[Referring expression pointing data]
☆ ☆ ☆ ☆ ☆ ☆ ☆

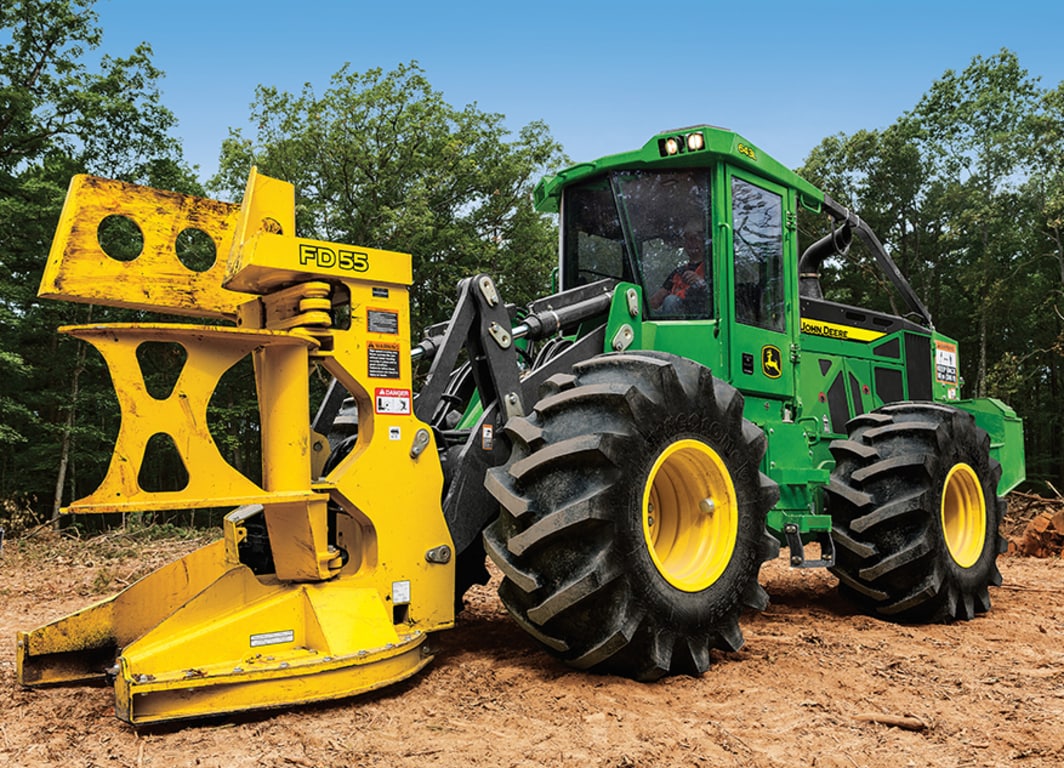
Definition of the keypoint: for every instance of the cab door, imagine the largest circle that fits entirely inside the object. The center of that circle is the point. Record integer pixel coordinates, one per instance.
(761, 307)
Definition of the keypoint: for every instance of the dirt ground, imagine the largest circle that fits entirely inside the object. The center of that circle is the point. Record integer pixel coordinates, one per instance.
(816, 685)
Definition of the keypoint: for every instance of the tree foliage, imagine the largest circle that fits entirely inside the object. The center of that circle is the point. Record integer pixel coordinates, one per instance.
(381, 160)
(62, 112)
(966, 189)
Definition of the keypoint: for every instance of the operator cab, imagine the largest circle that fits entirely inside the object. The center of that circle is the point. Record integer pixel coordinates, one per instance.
(645, 227)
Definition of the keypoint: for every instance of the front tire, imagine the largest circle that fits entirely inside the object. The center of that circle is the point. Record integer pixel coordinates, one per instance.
(915, 513)
(632, 522)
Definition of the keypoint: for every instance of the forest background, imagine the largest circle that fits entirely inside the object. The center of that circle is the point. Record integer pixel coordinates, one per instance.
(965, 188)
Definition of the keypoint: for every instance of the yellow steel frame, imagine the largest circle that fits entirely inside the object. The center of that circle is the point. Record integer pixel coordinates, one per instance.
(205, 635)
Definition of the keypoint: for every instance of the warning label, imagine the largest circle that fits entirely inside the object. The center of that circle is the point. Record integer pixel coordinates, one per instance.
(383, 360)
(395, 402)
(945, 362)
(382, 321)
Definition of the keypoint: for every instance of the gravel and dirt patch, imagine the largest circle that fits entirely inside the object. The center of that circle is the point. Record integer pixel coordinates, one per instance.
(817, 684)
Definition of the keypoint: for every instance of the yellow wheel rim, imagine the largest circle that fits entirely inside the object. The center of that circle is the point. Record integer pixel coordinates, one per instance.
(690, 515)
(963, 515)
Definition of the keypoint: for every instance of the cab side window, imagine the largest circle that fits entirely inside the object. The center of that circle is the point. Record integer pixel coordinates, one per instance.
(758, 238)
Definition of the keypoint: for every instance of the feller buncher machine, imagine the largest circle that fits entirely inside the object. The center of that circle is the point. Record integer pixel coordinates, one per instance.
(628, 450)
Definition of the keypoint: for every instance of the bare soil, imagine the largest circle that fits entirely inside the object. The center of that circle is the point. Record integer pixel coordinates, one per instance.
(817, 684)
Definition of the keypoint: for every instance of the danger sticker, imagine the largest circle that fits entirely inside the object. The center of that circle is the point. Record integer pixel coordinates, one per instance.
(945, 363)
(392, 402)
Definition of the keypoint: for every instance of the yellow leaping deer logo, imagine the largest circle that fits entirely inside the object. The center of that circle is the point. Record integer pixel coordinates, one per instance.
(771, 362)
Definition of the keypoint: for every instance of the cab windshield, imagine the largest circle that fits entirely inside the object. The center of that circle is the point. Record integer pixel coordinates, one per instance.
(644, 227)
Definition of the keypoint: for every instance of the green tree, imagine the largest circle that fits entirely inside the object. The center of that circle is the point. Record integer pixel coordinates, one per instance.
(381, 160)
(966, 190)
(63, 111)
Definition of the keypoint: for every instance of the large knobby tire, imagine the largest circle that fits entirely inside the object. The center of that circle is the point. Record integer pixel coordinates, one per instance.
(632, 521)
(915, 513)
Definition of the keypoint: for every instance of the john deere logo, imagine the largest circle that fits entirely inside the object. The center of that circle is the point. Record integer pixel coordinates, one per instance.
(771, 362)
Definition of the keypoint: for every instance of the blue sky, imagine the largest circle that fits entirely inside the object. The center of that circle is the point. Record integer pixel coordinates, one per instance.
(603, 76)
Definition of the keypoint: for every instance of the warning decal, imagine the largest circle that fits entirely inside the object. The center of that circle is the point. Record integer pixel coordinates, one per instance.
(383, 360)
(391, 401)
(945, 363)
(382, 321)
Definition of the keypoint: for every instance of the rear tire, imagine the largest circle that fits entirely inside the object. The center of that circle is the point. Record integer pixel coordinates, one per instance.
(610, 555)
(915, 512)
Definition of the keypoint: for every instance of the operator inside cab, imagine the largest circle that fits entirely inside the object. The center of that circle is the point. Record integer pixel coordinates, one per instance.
(685, 289)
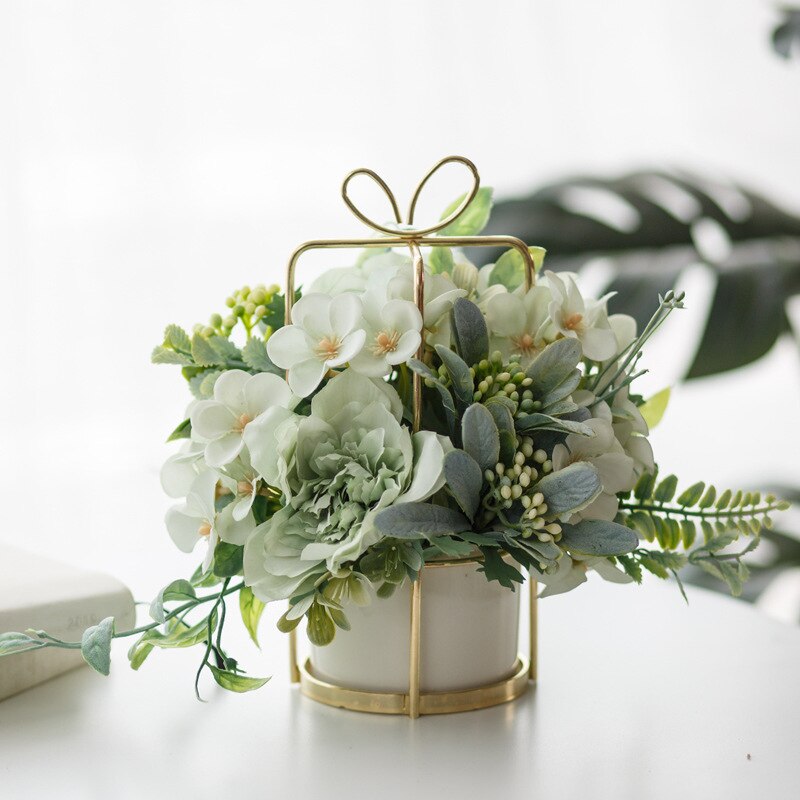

☆ ☆ ☆ ☆ ☆ ☆ ☆

### Problem requirements
This exercise asks for the data above to be given again exactly, without pictures.

### Output of the exercise
Definition of the keypoint: for every instance of the cab door, imagine the largest circle that fits entirely inside the object. The center of that circle is the point. Record integer pixel coordinates, one per instance.
(761, 307)
Definition of the keypoint: for every instance of the dirt ground, imagine the largest circle that fits entirely inside the object. The center of that circle is the point. Record integer pixel coordinates, one per instance.
(816, 685)
Definition of the keypoint: for every instance of the tree foliage, imagine the largest circle that fits entirely inside the object. The center of that circle is the point. Record integer pixel coordinates, one per instance.
(381, 160)
(62, 112)
(966, 189)
Definition of the keypoint: for every instance of the operator cab, imagine the largest circle that fits entirely inside the object. The center of that circle is the point. Record integer pixel coordinates, one per instance.
(645, 227)
Definition of the keypoint: for every instance of the front tire, imagine the largest circle that fits entirely inside the object. The center of that circle is the point. Record integer pixel coordinates, one per instance.
(915, 513)
(632, 522)
Definition of the keypoint: for every instance of the forest background, imagine the largest circle that fits entirely inside the object. The center of that circle is the point. Record integer pixel coordinates, one per instance.
(965, 188)
Definition of the keypoint: for every instance of the yellow steel frame, imagine the largest circle that fits entirely inside the object. The center of that circle is the point. Record integer pixel coordinates, one per instance.
(205, 635)
Definition of the keypoint: for every instance of the warning label, imagine the largest circle that fits entirely inside the object. The center of that circle is the point. Record integer pixel coordinates, one per instance.
(383, 360)
(395, 402)
(945, 362)
(382, 321)
Definition of the keypoint: for every instance of the gravel and dirt patch, imagine the largest circle that fits entirely inside the object. The center of that circle is the point. Record integer pixel coordinates, one per instance.
(817, 684)
Definition of the keypoint: for every instance of the yellow wheel rim, imagine the largest circle that fits entirely inside the object. The center of that circle is the point. Record integer pixel coordinates, one per instance.
(690, 515)
(963, 515)
Definition of the keypoint: for every instance of the cab side window, imagine the largest circle that fits entirely inside the object. The center of that circle is the point. Record integer pixel coordinates, one per instance.
(758, 238)
Definition of the keypoint: for every instance of the feller buncher machine, imagine the largest circle that fits entirely inside the object. The center of that circle is the point. Record integer pixel coordinates, one per instance.
(628, 450)
Definition of the keypoint: for every instance of the bare soil, imagine the largest circle that fits entirely inside the object. The center of that circle is the point. Record integer pixel coordinates, one per instance.
(817, 684)
Definition of the keypoint: for every instance of the danger sticker, imagine the largest circle that fits entirely inside the object. The center of that circle is the point. Record integer pixel coordinates, one per instance.
(945, 363)
(392, 402)
Definition of the keypoint: for every instance of the yellow leaping deer logo, imagine the largest circle that fits entirely inside the object. The center of that circle is the point. Record integer pixel coordinates, one per instance.
(771, 362)
Definition of the keypoint: for every instance of the cab windshield, imagine the largest circle that fits entirely inside the object. The center of that circle is the point. Record integer pixel coordinates, one per instance.
(644, 227)
Definition of the keypoint: for every instance of the green tree, imagine the largest circle that fits entirely inside the object. The center of that circle is the point. Record integer pixel coordinates, one per instance.
(381, 160)
(966, 190)
(63, 111)
Definition of the keypoint: for every instance of the large knobby tire, imagine the largest circle that fits entirely inside the object. The center of that circle is the point. Record integer pixel coordinates, one per instance.
(632, 521)
(915, 513)
Definition of the keypoint: for every instance of the john deere logo, imagine the largest circle that fits entirely inside the object. The center of that circle is the point. Record integer pixel coordinates, one per instance.
(771, 362)
Definition of the keypoint: for every instance of the blue sky, imagine the largest circle that fits entirely inside the object. The center of that circle is the point. Record integer pixel coordinates, one per instance.
(603, 76)
Definition of the keypoint: for every instance of the warning decal, imagine the largest circle that fits entirely inside the object. The center of that circle is the point. Record integer pixel coordinates, one per instance.
(383, 360)
(391, 401)
(945, 363)
(382, 321)
Definition of the keypoint: for every instance of the rear tire, imagine the largest circle that fits entirely inside the object. The center of that circle is the point. Record integer pixel coordinates, one per instance.
(610, 555)
(915, 512)
Definition of the keypoint: for every instance of the operator inside cab, imagine the largest circle that fits entirely inside the object. The center of that circle is the point. Record integer pixel coordinates, one per instance.
(685, 289)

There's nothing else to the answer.